By Tom Dominguez
Some lawn and garden mistakes are easily made, but a little bit of information can go a long way. Here’s what not to do in your landscape in the soil, watering and pest categories.
Don’t till or spade soil when it is overly wet or dry. This destroys the structure of the soil. It takes years to restore the condition and structure of the soil.
Don’t drive, walk or use heavy equipment on wet soil where any type of growing is going to take place.
These activities will compact and destroy the soil structure. It can also create hardpans or soil layers impervious to good water drainage. Protect future gardening sites from men and machinery by putting a 4-6 inch layer of wood chips to help disperse the weight over a larger area and protect the soil.
Don’t use lime or wood ashes on the soil.
Both of these raise the soil pH and our soil is already on the alkaline side.
Don’t use gypsum on a soil unless there is a very high sodium content that is interfering with plant growth and soil drainage. A detailed salinity test can provide a report of the various salts and what their concentrations are in a soil.
Soil tests are available through NMSU Soil & Water Lab. You can pick up forms and soil bags at your local County Extension office or you can go online and download your own forms and use a sealable bag for your soil sample.
Instructions on taking a proper soil sample are included on the form. Once you’ve completed the soil sampling and form, mail it all off to the mailing address on the form. The turn around time is about two weeks.
Soil tests will reveal the amounts of the major nutrients, some secondary nutrients, sulfur and soil conductivity (total salts) as well as soil pH. These tests are helpful because they reveal what nutrients are deficient and which are excessive which is just as important as deficiencies.

**Information shown**
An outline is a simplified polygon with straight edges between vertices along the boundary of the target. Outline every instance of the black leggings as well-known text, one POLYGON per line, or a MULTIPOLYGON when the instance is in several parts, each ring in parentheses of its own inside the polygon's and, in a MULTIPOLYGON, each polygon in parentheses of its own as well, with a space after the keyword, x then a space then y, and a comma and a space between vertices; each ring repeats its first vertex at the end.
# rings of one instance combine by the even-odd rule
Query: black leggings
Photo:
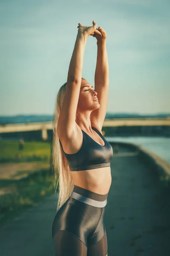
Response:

* * *

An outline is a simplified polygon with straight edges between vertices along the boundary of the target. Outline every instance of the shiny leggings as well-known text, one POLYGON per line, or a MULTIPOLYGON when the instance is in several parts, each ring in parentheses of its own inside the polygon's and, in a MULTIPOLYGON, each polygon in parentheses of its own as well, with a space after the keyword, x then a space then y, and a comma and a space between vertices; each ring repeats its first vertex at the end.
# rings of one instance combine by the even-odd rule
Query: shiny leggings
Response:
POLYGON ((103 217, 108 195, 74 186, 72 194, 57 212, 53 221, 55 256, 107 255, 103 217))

==

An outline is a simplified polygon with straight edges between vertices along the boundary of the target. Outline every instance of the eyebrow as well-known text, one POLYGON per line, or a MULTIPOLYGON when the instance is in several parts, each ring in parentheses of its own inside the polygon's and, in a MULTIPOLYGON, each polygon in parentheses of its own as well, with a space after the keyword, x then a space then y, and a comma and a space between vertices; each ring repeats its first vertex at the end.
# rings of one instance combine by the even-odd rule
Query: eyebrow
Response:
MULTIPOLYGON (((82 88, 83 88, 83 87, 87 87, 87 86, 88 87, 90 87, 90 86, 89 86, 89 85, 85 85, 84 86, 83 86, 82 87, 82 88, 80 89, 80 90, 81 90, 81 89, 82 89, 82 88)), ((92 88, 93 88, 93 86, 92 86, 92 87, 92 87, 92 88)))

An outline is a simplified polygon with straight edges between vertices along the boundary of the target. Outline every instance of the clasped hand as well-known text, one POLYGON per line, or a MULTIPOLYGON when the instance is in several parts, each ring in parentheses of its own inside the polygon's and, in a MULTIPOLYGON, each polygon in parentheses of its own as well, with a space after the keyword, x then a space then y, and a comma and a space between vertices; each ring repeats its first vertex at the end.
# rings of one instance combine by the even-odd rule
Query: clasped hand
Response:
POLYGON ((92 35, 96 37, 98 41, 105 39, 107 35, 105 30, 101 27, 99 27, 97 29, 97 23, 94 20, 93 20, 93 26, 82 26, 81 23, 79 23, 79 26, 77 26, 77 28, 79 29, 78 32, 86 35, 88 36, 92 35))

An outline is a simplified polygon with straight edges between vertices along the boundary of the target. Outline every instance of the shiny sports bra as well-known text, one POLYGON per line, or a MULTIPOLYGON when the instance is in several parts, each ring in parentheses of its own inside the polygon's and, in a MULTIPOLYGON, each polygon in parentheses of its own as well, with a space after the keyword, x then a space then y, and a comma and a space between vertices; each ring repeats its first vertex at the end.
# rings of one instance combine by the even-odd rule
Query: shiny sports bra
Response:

**Task prompt**
Answer these questions from the soil-care text at the top:
(a) What does it recommend putting over future gardening sites to protect them from men and machinery?
(b) Why does it say not to use lime or wood ashes?
(c) What is the turnaround time for a soil test?

**Finished task**
(a) A 4-6 inch layer of wood chips, which spreads the weight over a larger area.
(b) Both raise the soil pH, and the soil is already on the alkaline side.
(c) About two weeks.